> **Records supplied**
-=-=-
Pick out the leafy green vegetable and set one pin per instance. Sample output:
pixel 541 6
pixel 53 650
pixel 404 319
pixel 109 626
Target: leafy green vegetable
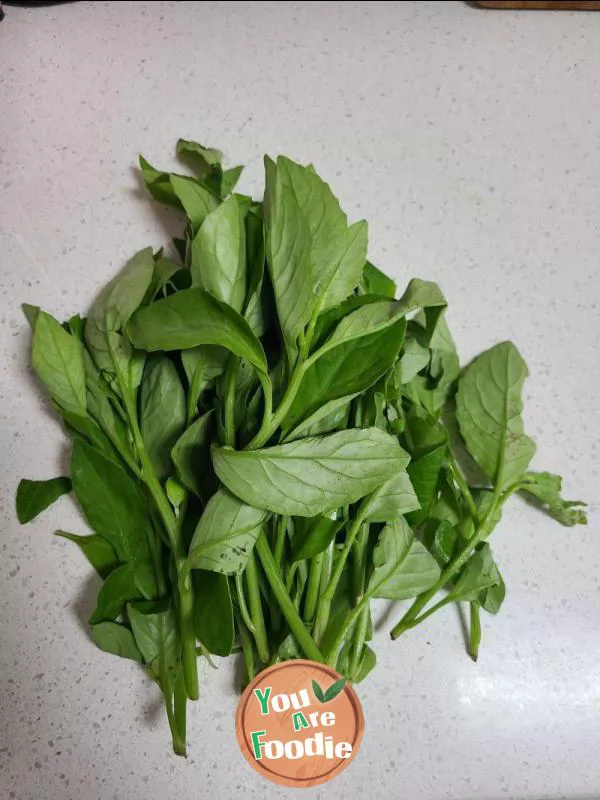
pixel 264 439
pixel 33 497
pixel 311 476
-=-=-
> **Problem**
The material above is to be repeated word for word, with no images kept.

> **Reply to the task**
Pick out the leafy green vegetable and set one pin per instance. Sample output:
pixel 541 6
pixel 53 650
pixel 404 319
pixel 109 626
Target: leafy green vegetable
pixel 264 439
pixel 33 497
pixel 311 476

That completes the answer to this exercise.